> _Source_:
━━━━━━━━━━━━━━━━━━━━

Canton’s CC tokenomics follow a burn-and-mint equilibrium (BME) model. Network fees are denominated in USD and paid by burning CC at the spot price, while new CC is issued as validator rewards. This allows for an opportunity for CC to become deflationary. If burn volume exceeds emissions, net supply contracts.

Recent data suggest the burn side is accelerating. Daily burns have increased to ~15 million CC, from roughly ~5 million in Jul 2025, and the burn-to-mint ratio is now ~0.65. If this continues to accelerate with continued chain adoption, the burn-to-mint ratio could exceed 1.0, at which point the network becomes net deflationary. Multiple factors appear to be contributing to the narrowing gap.

First, the January 2026 halvening reduced issuance per block by 50%. In parallel, the super validator (SV) share of issuance declined from 48% to 20%. If the issuance schedule holds, the next halving in ~3 years will further reduce the SV share to 10%. SV emissions become a progressively smaller component of new supply into the early 2030s, improving Canton's long-run inflation profile relative to many L1s.

Second, governance proposal CIP-0098 targeted low-utility reward farming. The primary goal is to lower effective emissions and reduce structurally incentivized sell pressure. In combination with the halving, this tightens the supply side while burn activity continues to scale with network usage.

On the demand side, burn volume is supported by network activity metrics cited for Canton, including 700+ validators, 15M+ monthly transactions, and over $6T in tokenized real-world asset value transacted through the network. If sustained, this activity base provides a durable source of fee burn that is less dependent on short-term incentive programs. On the topic of sustained network usage…

NASDAQ was approved as a super validator via CIP-0097, with up to 10 SV weight allocated through a milestone-based, escrowed program. A significant step towards additional institutional participation in network security and governance. More importantly, it may indicate that major market infrastructure providers are taking a direct operational role in Canton rather than remaining purely as users or integration partners. Of course, this is speculative.

Canton is positioned for institutional adoption, with an emphasis on privacy-preserving, compliant transaction execution, including atomic cross-domain settlement. The broader context referenced includes DTCC tokenizing U.S. Treasury securities on Canton in H1 2026 following an SEC no-action letter, J.P. Morgan minting a deposit token on Canton, and Fireblocks integrating custody and settlement support.

From an adoption lens, NASDAQ’s participation can be interpreted as optionality on future market structure. Tokenized equities are a plausible extension after fixed income and cash-like instruments, and NASDAQ has publicly explored how tokenization could map onto existing crypto rails. At the very least, NASDAQ is building internal familiarity and operational capability on an institutional-grade network. The more forward-looking scenario is that this groundwork enables new settlement workflows as tokenized equities mature and regulatory pathways develop, alongside an incoming 24/7 TradFi market.

Netting these dynamics, Canton’s setup is defined by two measurable levers. First, declining issuance growth due to protocol-level changes, and second, rising burn associated with usage. Whether the network crosses into net deflation depends on the persistence of transaction-driven burns relative to emissions, but for now, it is clearly trending aggressively towards that regime.

━━━━━━━━━━━━━━━━━━━━

> _Data_:
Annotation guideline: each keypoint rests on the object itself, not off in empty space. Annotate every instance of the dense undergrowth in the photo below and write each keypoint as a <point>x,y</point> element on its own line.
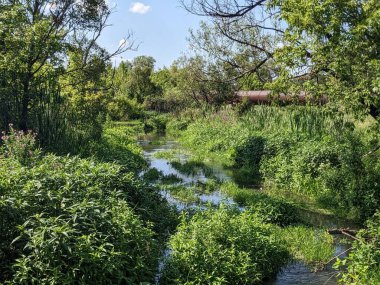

━━━━━━━━━━━━━━━━━━━━

> _Stated problem 1_:
Can you transcribe the Canton tokenomics text between "NASDAQ was approved" and "and settlement support.", inclusive?
> _Stated problem 2_:
Which network activity metrics does the Canton tokenomics text cite as support for burn volume?

> _Exercise response 1_:
NASDAQ was approved as a super validator via CIP-0097, with up to 10 SV weight allocated through a milestone-based, escrowed program. A significant step towards additional institutional participation in network security and governance. More importantly, it may indicate that major market infrastructure providers are taking a direct operational role in Canton rather than remaining purely as users or integration partners. Of course, this is speculative.

Canton is positioned for institutional adoption, with an emphasis on privacy-preserving, compliant transaction execution, including atomic cross-domain settlement. The broader context referenced includes DTCC tokenizing U.S. Treasury securities on Canton in H1 2026 following an SEC no-action letter, J.P. Morgan minting a deposit token on Canton, and Fireblocks integrating custody and settlement support.

> _Exercise response 2_:
- 700+ validators
- 15M+ monthly transactions
- Over $6T in tokenized real-world asset value transacted through the network